> _Exercise directions_: Collect every line from the entries below that contains the string "propeller", and reproduce each of those lines in full. Case counts.
++++++++
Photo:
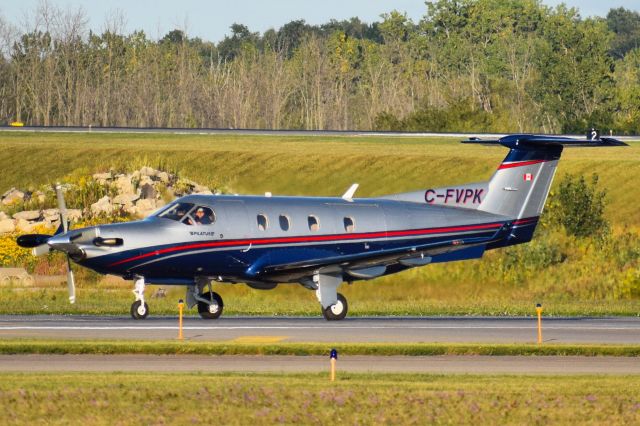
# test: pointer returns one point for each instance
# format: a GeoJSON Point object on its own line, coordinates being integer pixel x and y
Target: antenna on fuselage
{"type": "Point", "coordinates": [350, 192]}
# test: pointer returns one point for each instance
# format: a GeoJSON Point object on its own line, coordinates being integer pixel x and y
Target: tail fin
{"type": "Point", "coordinates": [520, 186]}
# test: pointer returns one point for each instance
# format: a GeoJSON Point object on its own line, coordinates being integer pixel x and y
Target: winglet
{"type": "Point", "coordinates": [350, 192]}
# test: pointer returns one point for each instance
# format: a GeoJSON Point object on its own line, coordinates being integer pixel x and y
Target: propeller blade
{"type": "Point", "coordinates": [71, 283]}
{"type": "Point", "coordinates": [41, 250]}
{"type": "Point", "coordinates": [32, 240]}
{"type": "Point", "coordinates": [62, 206]}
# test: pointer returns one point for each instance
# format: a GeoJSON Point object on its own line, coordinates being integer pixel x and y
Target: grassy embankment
{"type": "Point", "coordinates": [576, 277]}
{"type": "Point", "coordinates": [41, 398]}
{"type": "Point", "coordinates": [174, 347]}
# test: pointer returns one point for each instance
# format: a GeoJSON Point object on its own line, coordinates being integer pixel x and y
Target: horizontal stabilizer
{"type": "Point", "coordinates": [525, 141]}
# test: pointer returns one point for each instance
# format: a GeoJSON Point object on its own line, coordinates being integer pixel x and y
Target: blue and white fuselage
{"type": "Point", "coordinates": [321, 242]}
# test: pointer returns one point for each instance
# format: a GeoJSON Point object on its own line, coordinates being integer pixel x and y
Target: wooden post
{"type": "Point", "coordinates": [180, 307]}
{"type": "Point", "coordinates": [334, 358]}
{"type": "Point", "coordinates": [539, 311]}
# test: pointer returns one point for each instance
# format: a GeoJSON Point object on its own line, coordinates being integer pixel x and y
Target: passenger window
{"type": "Point", "coordinates": [314, 225]}
{"type": "Point", "coordinates": [284, 222]}
{"type": "Point", "coordinates": [349, 224]}
{"type": "Point", "coordinates": [263, 222]}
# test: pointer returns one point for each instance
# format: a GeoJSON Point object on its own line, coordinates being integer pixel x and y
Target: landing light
{"type": "Point", "coordinates": [107, 242]}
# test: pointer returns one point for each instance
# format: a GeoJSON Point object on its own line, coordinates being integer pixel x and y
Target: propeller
{"type": "Point", "coordinates": [62, 207]}
{"type": "Point", "coordinates": [40, 243]}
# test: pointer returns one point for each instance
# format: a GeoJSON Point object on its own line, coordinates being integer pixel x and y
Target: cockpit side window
{"type": "Point", "coordinates": [203, 215]}
{"type": "Point", "coordinates": [176, 212]}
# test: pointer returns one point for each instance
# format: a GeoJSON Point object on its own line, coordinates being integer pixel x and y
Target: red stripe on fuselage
{"type": "Point", "coordinates": [305, 239]}
{"type": "Point", "coordinates": [519, 164]}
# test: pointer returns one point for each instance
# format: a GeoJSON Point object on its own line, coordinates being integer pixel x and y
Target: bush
{"type": "Point", "coordinates": [579, 207]}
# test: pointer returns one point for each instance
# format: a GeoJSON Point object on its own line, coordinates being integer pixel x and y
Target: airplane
{"type": "Point", "coordinates": [316, 242]}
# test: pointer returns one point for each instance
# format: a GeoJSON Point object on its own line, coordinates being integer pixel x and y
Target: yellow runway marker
{"type": "Point", "coordinates": [259, 339]}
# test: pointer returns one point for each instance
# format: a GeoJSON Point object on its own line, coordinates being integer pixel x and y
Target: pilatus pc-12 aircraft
{"type": "Point", "coordinates": [317, 242]}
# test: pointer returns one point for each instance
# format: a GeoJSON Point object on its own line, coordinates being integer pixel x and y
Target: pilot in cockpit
{"type": "Point", "coordinates": [203, 217]}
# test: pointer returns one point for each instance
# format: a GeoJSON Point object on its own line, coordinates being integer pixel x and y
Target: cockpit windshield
{"type": "Point", "coordinates": [189, 214]}
{"type": "Point", "coordinates": [177, 211]}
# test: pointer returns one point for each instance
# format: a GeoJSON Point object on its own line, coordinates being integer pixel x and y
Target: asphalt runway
{"type": "Point", "coordinates": [316, 364]}
{"type": "Point", "coordinates": [621, 330]}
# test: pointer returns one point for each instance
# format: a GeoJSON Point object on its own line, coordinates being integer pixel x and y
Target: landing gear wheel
{"type": "Point", "coordinates": [213, 310]}
{"type": "Point", "coordinates": [138, 310]}
{"type": "Point", "coordinates": [336, 311]}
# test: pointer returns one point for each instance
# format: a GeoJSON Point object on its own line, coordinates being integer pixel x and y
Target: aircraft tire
{"type": "Point", "coordinates": [135, 310]}
{"type": "Point", "coordinates": [203, 308]}
{"type": "Point", "coordinates": [337, 311]}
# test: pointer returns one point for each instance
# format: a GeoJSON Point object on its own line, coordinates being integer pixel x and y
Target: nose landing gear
{"type": "Point", "coordinates": [210, 305]}
{"type": "Point", "coordinates": [139, 308]}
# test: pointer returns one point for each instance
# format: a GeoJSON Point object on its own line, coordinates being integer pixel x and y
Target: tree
{"type": "Point", "coordinates": [625, 24]}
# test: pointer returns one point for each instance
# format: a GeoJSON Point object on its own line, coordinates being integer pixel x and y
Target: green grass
{"type": "Point", "coordinates": [104, 347]}
{"type": "Point", "coordinates": [240, 399]}
{"type": "Point", "coordinates": [365, 299]}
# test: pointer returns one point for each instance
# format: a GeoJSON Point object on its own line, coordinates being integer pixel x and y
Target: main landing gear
{"type": "Point", "coordinates": [210, 304]}
{"type": "Point", "coordinates": [334, 305]}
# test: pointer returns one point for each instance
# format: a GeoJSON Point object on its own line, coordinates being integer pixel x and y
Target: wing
{"type": "Point", "coordinates": [409, 255]}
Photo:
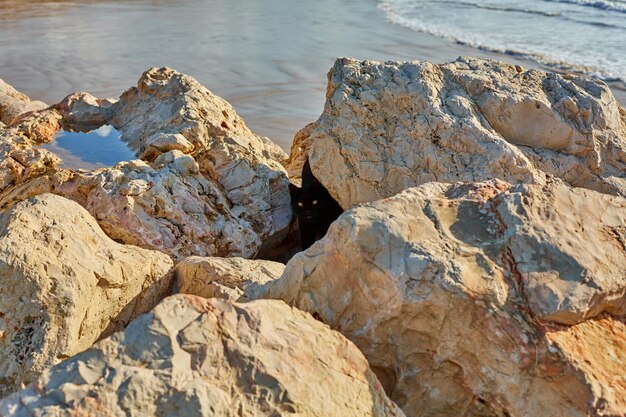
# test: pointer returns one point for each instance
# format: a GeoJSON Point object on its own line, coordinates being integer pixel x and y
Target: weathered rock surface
{"type": "Point", "coordinates": [13, 103]}
{"type": "Point", "coordinates": [390, 126]}
{"type": "Point", "coordinates": [479, 300]}
{"type": "Point", "coordinates": [196, 357]}
{"type": "Point", "coordinates": [246, 166]}
{"type": "Point", "coordinates": [64, 284]}
{"type": "Point", "coordinates": [205, 185]}
{"type": "Point", "coordinates": [227, 278]}
{"type": "Point", "coordinates": [83, 109]}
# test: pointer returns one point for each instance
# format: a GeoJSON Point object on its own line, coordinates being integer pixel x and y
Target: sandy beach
{"type": "Point", "coordinates": [269, 61]}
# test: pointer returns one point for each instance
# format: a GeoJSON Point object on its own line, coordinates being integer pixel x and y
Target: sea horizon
{"type": "Point", "coordinates": [268, 60]}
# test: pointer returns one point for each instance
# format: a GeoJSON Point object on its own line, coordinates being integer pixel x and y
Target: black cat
{"type": "Point", "coordinates": [314, 207]}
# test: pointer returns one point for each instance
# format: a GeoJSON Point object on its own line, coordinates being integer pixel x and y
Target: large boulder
{"type": "Point", "coordinates": [196, 357]}
{"type": "Point", "coordinates": [203, 183]}
{"type": "Point", "coordinates": [13, 103]}
{"type": "Point", "coordinates": [478, 299]}
{"type": "Point", "coordinates": [64, 284]}
{"type": "Point", "coordinates": [227, 278]}
{"type": "Point", "coordinates": [390, 126]}
{"type": "Point", "coordinates": [246, 166]}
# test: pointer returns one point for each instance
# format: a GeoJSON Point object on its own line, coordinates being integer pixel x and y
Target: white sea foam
{"type": "Point", "coordinates": [615, 6]}
{"type": "Point", "coordinates": [552, 32]}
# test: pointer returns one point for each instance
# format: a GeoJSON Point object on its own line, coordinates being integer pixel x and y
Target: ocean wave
{"type": "Point", "coordinates": [396, 17]}
{"type": "Point", "coordinates": [614, 6]}
{"type": "Point", "coordinates": [504, 9]}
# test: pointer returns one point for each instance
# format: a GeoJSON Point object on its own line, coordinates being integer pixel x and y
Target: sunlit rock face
{"type": "Point", "coordinates": [13, 103]}
{"type": "Point", "coordinates": [193, 357]}
{"type": "Point", "coordinates": [228, 278]}
{"type": "Point", "coordinates": [493, 299]}
{"type": "Point", "coordinates": [64, 284]}
{"type": "Point", "coordinates": [393, 125]}
{"type": "Point", "coordinates": [196, 181]}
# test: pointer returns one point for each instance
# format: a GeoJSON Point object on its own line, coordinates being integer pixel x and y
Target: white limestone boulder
{"type": "Point", "coordinates": [13, 103]}
{"type": "Point", "coordinates": [202, 184]}
{"type": "Point", "coordinates": [246, 166]}
{"type": "Point", "coordinates": [64, 284]}
{"type": "Point", "coordinates": [196, 357]}
{"type": "Point", "coordinates": [227, 278]}
{"type": "Point", "coordinates": [481, 299]}
{"type": "Point", "coordinates": [394, 125]}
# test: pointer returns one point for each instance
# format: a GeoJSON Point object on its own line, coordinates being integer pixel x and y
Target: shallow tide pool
{"type": "Point", "coordinates": [98, 148]}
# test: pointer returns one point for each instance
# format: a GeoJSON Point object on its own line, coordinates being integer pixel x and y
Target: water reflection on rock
{"type": "Point", "coordinates": [99, 148]}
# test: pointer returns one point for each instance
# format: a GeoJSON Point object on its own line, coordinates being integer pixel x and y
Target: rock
{"type": "Point", "coordinates": [171, 207]}
{"type": "Point", "coordinates": [160, 143]}
{"type": "Point", "coordinates": [64, 285]}
{"type": "Point", "coordinates": [390, 126]}
{"type": "Point", "coordinates": [196, 357]}
{"type": "Point", "coordinates": [478, 299]}
{"type": "Point", "coordinates": [298, 154]}
{"type": "Point", "coordinates": [205, 185]}
{"type": "Point", "coordinates": [227, 151]}
{"type": "Point", "coordinates": [226, 278]}
{"type": "Point", "coordinates": [13, 103]}
{"type": "Point", "coordinates": [83, 109]}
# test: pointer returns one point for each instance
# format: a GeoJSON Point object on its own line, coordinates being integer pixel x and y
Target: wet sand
{"type": "Point", "coordinates": [269, 59]}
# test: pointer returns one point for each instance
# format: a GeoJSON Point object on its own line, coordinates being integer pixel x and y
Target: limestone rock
{"type": "Point", "coordinates": [13, 103]}
{"type": "Point", "coordinates": [85, 109]}
{"type": "Point", "coordinates": [170, 207]}
{"type": "Point", "coordinates": [64, 284]}
{"type": "Point", "coordinates": [227, 278]}
{"type": "Point", "coordinates": [196, 357]}
{"type": "Point", "coordinates": [204, 184]}
{"type": "Point", "coordinates": [243, 163]}
{"type": "Point", "coordinates": [390, 126]}
{"type": "Point", "coordinates": [298, 154]}
{"type": "Point", "coordinates": [478, 299]}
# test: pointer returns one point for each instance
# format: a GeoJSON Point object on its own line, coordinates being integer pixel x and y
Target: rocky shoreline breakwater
{"type": "Point", "coordinates": [479, 268]}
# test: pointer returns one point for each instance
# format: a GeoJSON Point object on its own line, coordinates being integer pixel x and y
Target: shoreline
{"type": "Point", "coordinates": [276, 86]}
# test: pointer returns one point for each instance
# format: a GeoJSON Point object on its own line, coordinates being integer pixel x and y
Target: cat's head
{"type": "Point", "coordinates": [305, 202]}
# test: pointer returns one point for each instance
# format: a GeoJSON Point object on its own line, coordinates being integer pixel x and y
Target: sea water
{"type": "Point", "coordinates": [581, 35]}
{"type": "Point", "coordinates": [99, 148]}
{"type": "Point", "coordinates": [269, 58]}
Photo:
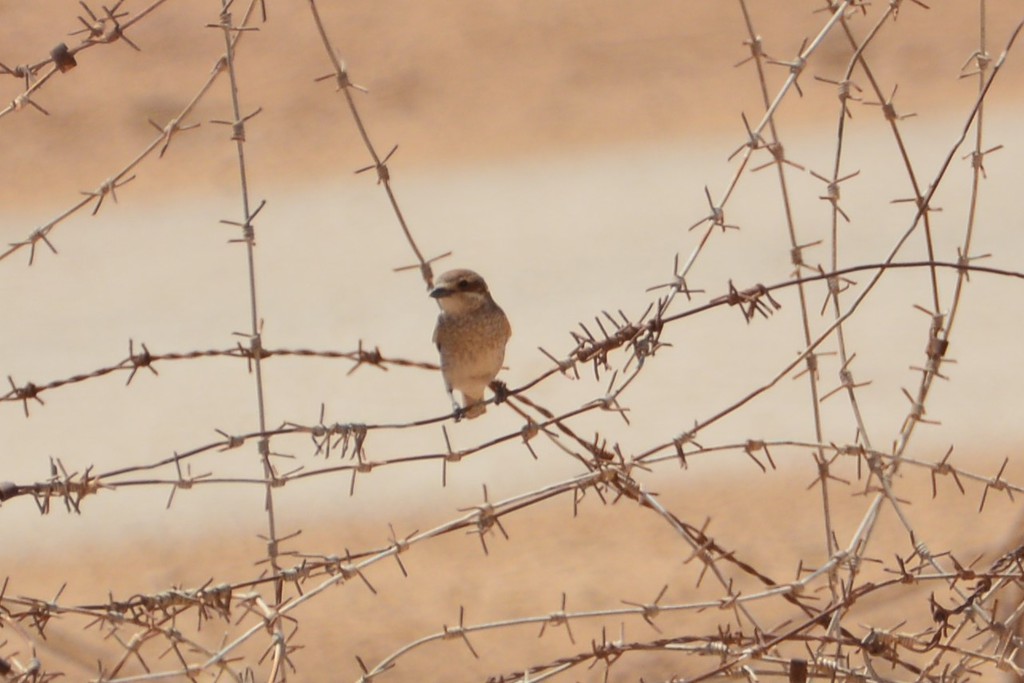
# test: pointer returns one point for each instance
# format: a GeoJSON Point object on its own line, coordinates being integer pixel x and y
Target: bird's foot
{"type": "Point", "coordinates": [501, 391]}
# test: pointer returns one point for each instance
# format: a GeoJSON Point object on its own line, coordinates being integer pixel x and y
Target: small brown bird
{"type": "Point", "coordinates": [471, 334]}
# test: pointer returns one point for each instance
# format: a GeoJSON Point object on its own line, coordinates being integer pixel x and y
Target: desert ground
{"type": "Point", "coordinates": [562, 150]}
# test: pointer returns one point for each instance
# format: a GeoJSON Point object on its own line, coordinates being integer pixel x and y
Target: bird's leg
{"type": "Point", "coordinates": [458, 412]}
{"type": "Point", "coordinates": [501, 391]}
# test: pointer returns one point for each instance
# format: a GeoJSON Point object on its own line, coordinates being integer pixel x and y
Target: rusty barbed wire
{"type": "Point", "coordinates": [955, 635]}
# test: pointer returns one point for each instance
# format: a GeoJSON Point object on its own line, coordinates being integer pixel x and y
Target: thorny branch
{"type": "Point", "coordinates": [822, 634]}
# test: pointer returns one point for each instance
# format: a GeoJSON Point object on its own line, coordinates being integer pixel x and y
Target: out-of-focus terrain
{"type": "Point", "coordinates": [562, 148]}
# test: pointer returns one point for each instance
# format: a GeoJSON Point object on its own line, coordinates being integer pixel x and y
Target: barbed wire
{"type": "Point", "coordinates": [817, 628]}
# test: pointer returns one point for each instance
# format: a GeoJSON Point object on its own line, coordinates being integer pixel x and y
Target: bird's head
{"type": "Point", "coordinates": [460, 291]}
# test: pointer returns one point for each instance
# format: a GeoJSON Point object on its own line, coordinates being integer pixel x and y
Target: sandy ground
{"type": "Point", "coordinates": [561, 148]}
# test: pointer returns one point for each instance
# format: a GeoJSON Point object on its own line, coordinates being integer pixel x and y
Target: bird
{"type": "Point", "coordinates": [471, 334]}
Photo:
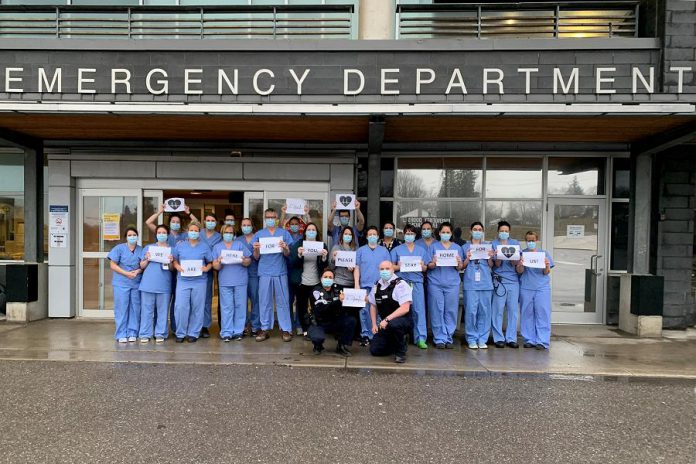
++++++++
> _Correct result_:
Target: propeller blade
Target: propeller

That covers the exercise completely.